_PASSAGE GIVEN:_
Setting a cap on personal wealth is a proposal that has been championed by several progressive politicians in the U.S. (Sanders, Ocasio-Cortez, etc.). From what I understand, they argue that by setting a hard limit on wealth, the government will be able to redistribute the excess to better support people below the poverty line.

From my research on this issue, I came across literature here and here which talk about estimating affluence lines by looking at income distribution. These measurements could then help decide how much wealth would be "transferred from the richest to the poorest with a view to ensure that the latter are able to meet their basic needs and participate in society".

My question then is, from an economic standpoint, would this be a viable solution?

I would appreciate if answers to the question could be supported by reputable sources or provide links to further reading on this topic. I have no background in economics, but would like to be better informed on an issue that has entered political discourse.

  • $\begingroup$ I think you should consider changing the question in the title. I think the question in the body is more or less fine, but the question in the title is opinion based and that is considered off topic on this site (see our help center) $\endgroup$
    – 1muflon1
    Jan 18, 2021 at 3:05
  • $\begingroup$ The question has been changed. Thanks for the notice. $\endgroup$
    – guest2021
    Jan 18, 2021 at 8:56

2 Answers 2


Wealth cap that would confiscate and redistribute wealth above certain limit is in an essence just different term for wealth tax (as opposed to situations where there would be just a ban on having more wealth which would be proper cap). Consequently, to see whether such policy is optimal one has to look in literature on wealth taxes. A wealth cap that takes and redistributes wealth tantamount to 100% marginal tax rate on wealth above the 'cap' set by the policy. This is definitely not optimal (in fact one of this is the first rule that you will learn in class on optimal taxation).

_WORK INSTRUCTIONS:_ Resume the discussion of a cap on personal wealth, continuing directly after its last sentence.

_MATERIAL SUPPLIED:_
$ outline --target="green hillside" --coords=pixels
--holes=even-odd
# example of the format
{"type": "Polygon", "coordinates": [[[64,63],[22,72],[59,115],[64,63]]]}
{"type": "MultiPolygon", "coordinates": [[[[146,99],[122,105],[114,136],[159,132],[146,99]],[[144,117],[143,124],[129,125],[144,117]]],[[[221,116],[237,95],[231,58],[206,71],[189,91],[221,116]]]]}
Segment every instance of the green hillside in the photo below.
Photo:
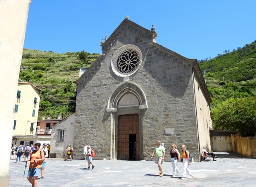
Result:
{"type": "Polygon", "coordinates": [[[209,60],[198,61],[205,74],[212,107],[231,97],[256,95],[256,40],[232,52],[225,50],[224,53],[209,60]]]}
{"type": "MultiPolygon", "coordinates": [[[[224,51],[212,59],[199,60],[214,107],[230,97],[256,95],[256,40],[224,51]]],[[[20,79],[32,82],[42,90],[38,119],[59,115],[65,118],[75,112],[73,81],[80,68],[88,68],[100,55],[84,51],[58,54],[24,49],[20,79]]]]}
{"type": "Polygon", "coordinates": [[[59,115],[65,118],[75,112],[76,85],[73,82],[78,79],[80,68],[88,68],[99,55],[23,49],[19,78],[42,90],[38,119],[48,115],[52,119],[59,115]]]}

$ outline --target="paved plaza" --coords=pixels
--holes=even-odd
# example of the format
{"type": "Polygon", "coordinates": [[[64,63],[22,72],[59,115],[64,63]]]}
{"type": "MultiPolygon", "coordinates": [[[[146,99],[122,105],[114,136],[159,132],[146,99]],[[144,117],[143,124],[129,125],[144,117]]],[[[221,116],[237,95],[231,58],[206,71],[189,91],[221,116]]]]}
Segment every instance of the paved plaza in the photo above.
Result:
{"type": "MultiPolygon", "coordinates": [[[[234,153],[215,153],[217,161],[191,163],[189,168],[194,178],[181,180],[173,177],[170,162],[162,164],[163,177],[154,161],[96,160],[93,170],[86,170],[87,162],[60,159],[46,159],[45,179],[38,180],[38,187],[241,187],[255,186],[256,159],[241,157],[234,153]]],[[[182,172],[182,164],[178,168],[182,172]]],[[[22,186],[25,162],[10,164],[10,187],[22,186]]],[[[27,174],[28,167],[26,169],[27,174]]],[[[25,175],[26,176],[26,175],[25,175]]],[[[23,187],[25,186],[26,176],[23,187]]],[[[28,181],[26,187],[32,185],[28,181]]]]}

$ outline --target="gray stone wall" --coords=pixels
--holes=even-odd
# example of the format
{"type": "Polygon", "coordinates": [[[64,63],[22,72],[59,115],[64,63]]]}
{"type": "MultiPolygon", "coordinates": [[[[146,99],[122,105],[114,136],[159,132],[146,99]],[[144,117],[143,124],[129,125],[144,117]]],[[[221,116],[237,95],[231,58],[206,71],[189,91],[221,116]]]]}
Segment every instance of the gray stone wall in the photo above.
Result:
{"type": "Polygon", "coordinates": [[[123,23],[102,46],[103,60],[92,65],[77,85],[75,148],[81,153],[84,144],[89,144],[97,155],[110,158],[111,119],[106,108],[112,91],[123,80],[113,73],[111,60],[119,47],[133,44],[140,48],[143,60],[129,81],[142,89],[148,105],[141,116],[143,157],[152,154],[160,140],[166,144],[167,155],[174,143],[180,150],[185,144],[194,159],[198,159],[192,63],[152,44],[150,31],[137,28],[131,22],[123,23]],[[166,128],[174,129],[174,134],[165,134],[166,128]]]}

* * *

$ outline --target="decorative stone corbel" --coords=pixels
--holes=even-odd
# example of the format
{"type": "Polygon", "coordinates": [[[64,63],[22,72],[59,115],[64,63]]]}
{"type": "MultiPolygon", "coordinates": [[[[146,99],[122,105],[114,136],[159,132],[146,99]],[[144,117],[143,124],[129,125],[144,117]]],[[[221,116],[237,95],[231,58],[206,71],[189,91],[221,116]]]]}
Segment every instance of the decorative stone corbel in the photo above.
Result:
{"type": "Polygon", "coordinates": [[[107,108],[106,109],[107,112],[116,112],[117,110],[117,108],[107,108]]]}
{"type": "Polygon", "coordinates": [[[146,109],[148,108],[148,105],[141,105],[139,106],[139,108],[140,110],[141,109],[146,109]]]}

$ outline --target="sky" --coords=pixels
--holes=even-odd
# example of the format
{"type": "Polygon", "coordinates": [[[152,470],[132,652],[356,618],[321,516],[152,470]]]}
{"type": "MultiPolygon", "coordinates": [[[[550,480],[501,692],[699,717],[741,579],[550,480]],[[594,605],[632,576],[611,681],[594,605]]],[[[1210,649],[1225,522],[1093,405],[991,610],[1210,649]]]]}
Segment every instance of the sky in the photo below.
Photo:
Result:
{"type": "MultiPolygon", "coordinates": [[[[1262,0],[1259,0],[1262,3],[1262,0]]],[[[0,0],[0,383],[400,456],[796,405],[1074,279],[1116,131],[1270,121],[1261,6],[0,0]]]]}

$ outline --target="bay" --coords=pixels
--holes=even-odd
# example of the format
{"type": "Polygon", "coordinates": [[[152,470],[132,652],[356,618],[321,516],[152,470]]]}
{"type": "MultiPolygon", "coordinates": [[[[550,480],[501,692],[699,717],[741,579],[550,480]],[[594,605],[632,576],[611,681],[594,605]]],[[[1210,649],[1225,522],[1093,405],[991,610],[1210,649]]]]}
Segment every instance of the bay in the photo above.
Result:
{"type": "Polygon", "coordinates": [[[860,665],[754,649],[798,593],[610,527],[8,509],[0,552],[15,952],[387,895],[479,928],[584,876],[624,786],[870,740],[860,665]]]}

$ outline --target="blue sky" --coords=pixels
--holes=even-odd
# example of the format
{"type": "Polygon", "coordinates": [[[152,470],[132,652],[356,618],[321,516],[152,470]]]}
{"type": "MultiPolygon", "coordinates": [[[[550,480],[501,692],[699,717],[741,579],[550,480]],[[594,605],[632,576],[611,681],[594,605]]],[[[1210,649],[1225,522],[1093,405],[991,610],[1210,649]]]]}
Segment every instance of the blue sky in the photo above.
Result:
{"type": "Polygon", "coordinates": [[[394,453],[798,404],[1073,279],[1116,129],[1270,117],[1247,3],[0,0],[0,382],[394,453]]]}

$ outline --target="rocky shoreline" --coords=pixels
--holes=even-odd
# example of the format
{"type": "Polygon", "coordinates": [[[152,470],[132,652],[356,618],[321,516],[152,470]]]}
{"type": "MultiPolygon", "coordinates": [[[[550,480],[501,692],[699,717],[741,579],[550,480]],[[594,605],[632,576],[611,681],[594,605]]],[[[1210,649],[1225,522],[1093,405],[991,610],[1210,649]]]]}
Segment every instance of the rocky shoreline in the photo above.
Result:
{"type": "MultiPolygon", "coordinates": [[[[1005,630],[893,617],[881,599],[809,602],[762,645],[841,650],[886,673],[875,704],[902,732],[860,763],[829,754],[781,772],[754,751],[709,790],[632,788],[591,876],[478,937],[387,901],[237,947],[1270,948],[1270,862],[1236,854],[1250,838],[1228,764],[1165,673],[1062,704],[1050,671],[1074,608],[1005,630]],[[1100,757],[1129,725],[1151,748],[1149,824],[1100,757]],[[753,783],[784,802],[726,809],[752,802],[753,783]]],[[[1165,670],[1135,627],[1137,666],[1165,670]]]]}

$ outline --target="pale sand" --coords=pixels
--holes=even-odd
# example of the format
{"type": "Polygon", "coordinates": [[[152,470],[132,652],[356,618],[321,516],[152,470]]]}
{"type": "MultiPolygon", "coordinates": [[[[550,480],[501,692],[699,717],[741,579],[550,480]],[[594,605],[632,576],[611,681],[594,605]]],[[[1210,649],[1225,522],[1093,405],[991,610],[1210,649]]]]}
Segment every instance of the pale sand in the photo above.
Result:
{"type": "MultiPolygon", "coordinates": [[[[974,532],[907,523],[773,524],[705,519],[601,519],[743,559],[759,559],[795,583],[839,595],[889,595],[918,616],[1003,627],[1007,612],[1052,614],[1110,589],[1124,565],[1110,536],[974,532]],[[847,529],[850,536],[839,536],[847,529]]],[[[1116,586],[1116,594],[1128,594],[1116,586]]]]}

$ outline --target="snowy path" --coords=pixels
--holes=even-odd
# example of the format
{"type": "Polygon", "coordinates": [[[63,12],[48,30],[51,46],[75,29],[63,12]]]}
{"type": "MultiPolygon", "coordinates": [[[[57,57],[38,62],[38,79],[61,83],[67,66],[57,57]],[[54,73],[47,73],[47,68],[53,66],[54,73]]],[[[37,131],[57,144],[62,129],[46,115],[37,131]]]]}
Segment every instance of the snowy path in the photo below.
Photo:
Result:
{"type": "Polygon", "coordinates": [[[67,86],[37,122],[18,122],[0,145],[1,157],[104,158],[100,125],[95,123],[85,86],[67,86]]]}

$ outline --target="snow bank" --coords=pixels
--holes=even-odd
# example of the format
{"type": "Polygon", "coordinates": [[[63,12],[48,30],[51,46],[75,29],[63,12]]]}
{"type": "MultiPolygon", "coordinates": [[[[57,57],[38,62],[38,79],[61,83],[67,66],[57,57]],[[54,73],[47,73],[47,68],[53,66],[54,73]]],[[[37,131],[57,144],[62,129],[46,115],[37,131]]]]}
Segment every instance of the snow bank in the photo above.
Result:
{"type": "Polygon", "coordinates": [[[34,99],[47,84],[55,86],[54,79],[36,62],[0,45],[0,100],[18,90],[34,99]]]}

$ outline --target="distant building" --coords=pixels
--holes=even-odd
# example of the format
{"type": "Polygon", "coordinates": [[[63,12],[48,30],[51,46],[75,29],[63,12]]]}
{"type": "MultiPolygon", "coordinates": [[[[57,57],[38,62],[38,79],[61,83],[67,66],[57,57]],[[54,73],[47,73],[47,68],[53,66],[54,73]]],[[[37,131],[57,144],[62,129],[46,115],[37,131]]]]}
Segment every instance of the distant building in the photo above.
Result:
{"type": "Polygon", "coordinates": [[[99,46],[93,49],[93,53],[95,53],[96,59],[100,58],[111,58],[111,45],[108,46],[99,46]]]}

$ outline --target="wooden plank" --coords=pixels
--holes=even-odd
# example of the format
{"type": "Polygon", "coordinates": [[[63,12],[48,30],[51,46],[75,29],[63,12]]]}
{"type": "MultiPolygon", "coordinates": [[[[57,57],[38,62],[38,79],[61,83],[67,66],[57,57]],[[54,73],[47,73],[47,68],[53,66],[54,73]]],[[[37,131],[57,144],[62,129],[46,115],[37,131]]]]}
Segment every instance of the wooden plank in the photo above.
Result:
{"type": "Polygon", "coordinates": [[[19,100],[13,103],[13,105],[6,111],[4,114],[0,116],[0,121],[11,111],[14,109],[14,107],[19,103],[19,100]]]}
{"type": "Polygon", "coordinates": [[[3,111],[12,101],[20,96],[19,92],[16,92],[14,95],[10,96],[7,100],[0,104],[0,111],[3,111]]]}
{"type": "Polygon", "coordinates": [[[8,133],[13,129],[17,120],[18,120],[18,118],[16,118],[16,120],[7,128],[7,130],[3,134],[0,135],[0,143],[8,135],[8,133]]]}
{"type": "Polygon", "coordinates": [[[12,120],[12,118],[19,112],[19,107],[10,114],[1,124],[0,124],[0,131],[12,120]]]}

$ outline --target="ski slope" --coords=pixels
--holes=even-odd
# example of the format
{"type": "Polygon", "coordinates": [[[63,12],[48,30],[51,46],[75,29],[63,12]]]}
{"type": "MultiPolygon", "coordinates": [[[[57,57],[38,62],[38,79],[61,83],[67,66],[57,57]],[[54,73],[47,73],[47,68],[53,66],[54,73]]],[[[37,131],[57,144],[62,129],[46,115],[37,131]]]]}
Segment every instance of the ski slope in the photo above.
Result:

---

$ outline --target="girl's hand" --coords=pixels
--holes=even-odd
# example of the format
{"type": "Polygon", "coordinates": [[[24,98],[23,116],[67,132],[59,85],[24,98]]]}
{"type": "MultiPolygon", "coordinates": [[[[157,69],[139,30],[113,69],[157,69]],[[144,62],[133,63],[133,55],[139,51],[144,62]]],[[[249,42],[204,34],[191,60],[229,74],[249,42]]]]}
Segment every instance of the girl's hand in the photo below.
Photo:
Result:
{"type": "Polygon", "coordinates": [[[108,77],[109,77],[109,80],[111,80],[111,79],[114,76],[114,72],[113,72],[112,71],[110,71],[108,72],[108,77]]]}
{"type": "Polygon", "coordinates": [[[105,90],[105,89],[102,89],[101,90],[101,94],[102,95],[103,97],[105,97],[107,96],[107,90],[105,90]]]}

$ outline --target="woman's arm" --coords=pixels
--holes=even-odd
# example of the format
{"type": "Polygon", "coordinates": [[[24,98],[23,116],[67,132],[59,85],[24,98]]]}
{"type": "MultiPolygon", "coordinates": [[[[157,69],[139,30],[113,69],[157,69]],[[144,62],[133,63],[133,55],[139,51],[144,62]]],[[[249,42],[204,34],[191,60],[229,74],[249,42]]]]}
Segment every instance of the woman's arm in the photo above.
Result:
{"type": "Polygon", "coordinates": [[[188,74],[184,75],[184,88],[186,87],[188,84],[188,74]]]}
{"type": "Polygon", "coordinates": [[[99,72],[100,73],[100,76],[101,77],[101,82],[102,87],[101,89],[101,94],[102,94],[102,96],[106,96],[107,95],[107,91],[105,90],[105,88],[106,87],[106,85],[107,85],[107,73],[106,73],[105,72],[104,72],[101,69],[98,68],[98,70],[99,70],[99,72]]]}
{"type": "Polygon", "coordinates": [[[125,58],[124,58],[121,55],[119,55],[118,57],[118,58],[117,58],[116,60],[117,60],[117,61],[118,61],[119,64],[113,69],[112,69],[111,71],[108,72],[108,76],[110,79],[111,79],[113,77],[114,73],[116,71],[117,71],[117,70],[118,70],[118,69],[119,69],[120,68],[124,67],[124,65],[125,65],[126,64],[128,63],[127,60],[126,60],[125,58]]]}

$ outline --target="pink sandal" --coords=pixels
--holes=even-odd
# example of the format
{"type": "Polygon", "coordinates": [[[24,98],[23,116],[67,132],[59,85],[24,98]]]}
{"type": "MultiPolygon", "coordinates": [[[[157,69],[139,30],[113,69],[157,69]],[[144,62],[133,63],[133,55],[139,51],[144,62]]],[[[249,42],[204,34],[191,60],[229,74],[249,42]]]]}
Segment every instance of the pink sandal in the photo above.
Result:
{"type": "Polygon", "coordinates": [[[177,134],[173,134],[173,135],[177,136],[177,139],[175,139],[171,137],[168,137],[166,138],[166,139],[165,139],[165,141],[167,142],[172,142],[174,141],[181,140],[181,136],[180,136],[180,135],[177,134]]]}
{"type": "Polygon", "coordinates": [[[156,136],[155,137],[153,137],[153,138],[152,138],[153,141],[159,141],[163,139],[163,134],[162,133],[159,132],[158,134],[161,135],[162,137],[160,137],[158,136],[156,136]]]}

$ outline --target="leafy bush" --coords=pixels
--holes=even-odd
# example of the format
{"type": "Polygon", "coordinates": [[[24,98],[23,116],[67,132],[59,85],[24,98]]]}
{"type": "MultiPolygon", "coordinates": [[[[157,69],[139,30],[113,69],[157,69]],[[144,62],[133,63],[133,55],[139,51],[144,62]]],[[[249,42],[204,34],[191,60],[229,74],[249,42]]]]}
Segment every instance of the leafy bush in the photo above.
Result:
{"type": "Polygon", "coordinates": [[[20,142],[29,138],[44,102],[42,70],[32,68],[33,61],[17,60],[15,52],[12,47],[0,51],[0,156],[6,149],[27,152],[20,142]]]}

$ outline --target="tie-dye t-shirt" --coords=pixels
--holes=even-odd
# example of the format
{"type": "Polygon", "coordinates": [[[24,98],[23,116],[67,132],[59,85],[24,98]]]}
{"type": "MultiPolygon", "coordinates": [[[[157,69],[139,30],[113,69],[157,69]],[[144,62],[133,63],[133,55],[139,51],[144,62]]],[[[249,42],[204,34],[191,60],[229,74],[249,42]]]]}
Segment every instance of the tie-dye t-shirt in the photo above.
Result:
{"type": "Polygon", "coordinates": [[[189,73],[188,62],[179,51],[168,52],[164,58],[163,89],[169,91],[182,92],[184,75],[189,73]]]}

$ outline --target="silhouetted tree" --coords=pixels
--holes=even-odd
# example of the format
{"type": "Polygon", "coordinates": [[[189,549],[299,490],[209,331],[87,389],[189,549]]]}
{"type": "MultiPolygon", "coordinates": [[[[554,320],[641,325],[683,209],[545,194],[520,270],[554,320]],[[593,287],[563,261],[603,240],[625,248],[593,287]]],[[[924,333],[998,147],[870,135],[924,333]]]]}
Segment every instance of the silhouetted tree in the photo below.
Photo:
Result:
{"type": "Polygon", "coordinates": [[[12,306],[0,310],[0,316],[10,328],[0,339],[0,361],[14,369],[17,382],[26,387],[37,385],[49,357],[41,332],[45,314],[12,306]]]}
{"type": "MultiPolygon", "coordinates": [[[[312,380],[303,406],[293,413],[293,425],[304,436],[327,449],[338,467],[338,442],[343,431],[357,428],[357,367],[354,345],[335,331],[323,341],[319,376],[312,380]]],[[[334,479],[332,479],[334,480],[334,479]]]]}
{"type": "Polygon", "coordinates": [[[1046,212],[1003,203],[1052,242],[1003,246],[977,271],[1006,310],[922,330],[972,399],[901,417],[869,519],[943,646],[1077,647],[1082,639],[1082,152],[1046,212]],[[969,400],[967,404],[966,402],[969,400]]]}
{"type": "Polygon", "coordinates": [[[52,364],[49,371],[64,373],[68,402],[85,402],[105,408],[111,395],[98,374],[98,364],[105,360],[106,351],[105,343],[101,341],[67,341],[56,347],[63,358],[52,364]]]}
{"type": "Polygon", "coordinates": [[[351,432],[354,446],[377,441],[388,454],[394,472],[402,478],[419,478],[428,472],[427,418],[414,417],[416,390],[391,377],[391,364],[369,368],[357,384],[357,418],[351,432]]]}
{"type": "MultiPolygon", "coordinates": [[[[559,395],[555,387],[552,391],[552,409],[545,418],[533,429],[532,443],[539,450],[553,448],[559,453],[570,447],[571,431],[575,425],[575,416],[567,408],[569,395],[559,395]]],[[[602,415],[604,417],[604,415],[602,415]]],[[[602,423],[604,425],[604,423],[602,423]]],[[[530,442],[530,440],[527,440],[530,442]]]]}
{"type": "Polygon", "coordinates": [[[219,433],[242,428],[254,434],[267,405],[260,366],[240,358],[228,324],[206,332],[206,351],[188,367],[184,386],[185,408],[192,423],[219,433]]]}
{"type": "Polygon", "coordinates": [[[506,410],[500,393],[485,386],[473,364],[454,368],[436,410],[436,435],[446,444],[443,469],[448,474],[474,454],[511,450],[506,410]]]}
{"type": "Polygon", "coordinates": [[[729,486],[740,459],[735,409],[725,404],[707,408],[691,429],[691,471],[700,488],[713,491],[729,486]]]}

_WRITTEN REPLY:_
First, generally speaking any top marginal tax of 100% and above is suboptimal because it removes any incentive for further economic activity, be it working when talking about income taxes or accumulating wealth. This is undesirable if the objective is to maximize the tax revenue, for lets say redistribution, because if the tax would be even just 99.9% the individual being taxed would still have incentive to be economically active and have incentive to create more wealth that then can be taxed.

Second, the literature shows that optimal top marginal wealth taxes, even in case of Rawlsian social utility function (the most redistributive social function there is), are somewhere in range 0-10% (see Kocherlakota 2005; Fama 2019; Zucman and Saez 2019) or discussion in the famous Mirrlees Review: Dimensions of Tax Design). Also, note the consensus seems to still be closer to the zero result and only very few scholars would go as high as 10%.

The reason why the optimal wealth taxes are so low even with the most redistributive social preferences is that they create very large behavioral responses that distort economy (e.g. see Jakobsen, Jakobsen, Kleven, & Zucman, 2020), they are very hard to enforce (e.g. large portion of wealth is difficult to price) and they are to a large extent implicit taxes on capital incomes (since company valuation counts as a wealth so they are further implicit taxes on wealth invested in business) and per famous Chamley-Judd result (Chamley, 1986; Judd, 1985) the burden of capital income tax is in long run shifted to labor (although the results does not hold perfectly in practice).

Such high wealth taxes could be justified only if the objective is not maximizing welfare of the poor (e.g. for example with Ralwsin max-min principle) through redistribution, but just lowering wealth inequality no matter the cost, but I don't think there are many if any economists that would endorse such course of action.

In addition, the literature cited above might be too dense for non-economist, especially if you don't have solid math background. An accessible book discussing inequality and taxation is Inequality by Atkinson. Most of the book does not focus on wealth taxes since many economists consider zero wealth taxes to be optimal, but they are mentioned in some chapters.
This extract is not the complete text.